Add a `dialect.type` property #74

khusmann · 2024-06-06T00:58:06Z

Addresses frictionlessdata/datapackage#921

I put this PR together to see what a dialect.type field would look like, and I like the result. I think it helps clarify the dialect definitions and more clearly defines which (shared) properties apply to which types, benefiting both data producers and implementations parsing the descriptors.

It does limit which dialect properties can be combined, (e.g. you can't simultaneously define dialect.table and dialect.sheetName), but I would argue this is a good thing. Otherwise implementations have to anticipate what these combinations might mean in obscure cases with obscure formats, and we start risking divergent expectations. With the dialect.type approach, by contrast, if there was a format where it made sense to define both table and sheetName, it would constitute a new dialect type that should be explicitly added to the list of dialect types (edit: and/or move table and sheetName to the "Additional Properties" section). When this was done, it would explicitly notify data producers and implementations it was a combination they can consider supporting. This also makes warnings / errors more informative in implementations (e.g. "dialect type X not supported for Y format" vs silently ignoring table or sheetName and getting an unrelated error somewhere else down the line)

@roll @peterdesmet Thoughts?

- **To do**
[1] Reproduce the pull request word for word, from "khusmann · 2024-06-06T00:58:06Z" up to and including "parsing the descriptors.".
[2] Using the pull request, decide whether each statement is true: (a) With a dialect.type field, dialect.table and dialect.sheetName cannot both be defined. (b) The author is unhappy with the result. (c) The change addresses frictionlessdata/datapackage#921. Answer yes or no for each and quote the words that decide it.
[3] In the pull request, which two users are asked for their thoughts?
The records play no part in this work.

- **Material shown**
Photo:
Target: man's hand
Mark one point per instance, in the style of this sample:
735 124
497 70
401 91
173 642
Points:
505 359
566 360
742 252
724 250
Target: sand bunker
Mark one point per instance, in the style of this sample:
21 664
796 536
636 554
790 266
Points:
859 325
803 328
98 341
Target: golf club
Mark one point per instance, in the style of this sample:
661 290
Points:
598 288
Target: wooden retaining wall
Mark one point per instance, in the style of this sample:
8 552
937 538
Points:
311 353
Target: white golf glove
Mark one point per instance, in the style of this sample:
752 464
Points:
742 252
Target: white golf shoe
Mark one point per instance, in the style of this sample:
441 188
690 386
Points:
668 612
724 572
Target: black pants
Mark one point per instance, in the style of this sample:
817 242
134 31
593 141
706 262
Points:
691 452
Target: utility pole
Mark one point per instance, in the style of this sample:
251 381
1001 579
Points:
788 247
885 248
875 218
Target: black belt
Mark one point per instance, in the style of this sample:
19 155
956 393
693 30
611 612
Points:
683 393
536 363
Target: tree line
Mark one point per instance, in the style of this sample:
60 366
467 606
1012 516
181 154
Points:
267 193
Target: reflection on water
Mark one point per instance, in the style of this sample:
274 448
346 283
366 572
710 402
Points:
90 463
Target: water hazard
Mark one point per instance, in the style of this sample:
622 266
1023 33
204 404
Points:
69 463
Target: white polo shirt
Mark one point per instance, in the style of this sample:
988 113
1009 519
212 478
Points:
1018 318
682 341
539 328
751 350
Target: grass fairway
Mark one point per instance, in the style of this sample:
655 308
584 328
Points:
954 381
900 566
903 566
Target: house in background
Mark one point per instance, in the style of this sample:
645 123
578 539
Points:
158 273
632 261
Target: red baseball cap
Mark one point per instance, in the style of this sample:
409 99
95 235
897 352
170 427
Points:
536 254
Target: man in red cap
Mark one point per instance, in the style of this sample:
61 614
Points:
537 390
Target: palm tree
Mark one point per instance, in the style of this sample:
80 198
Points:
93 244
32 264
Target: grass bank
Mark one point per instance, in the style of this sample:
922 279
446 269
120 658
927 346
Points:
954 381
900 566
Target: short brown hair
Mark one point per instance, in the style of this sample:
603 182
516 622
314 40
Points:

- **Set of answers**
[1]
khusmann · 2024-06-06T00:58:06Z

Addresses frictionlessdata/datapackage#921

I put this PR together to see what a dialect.type field would look like, and I like the result. I think it helps clarify the dialect definitions and more clearly defines which (shared) properties apply to which types, benefiting both data producers and implementations parsing the descriptors.

[2]
(a) Yes: "you can't simultaneously define dialect.table and dialect.sheetName"
(b) No: "I like the result."
(c) Yes: "Addresses frictionlessdata/datapackage#921"

[3] @roll and @peterdesmet.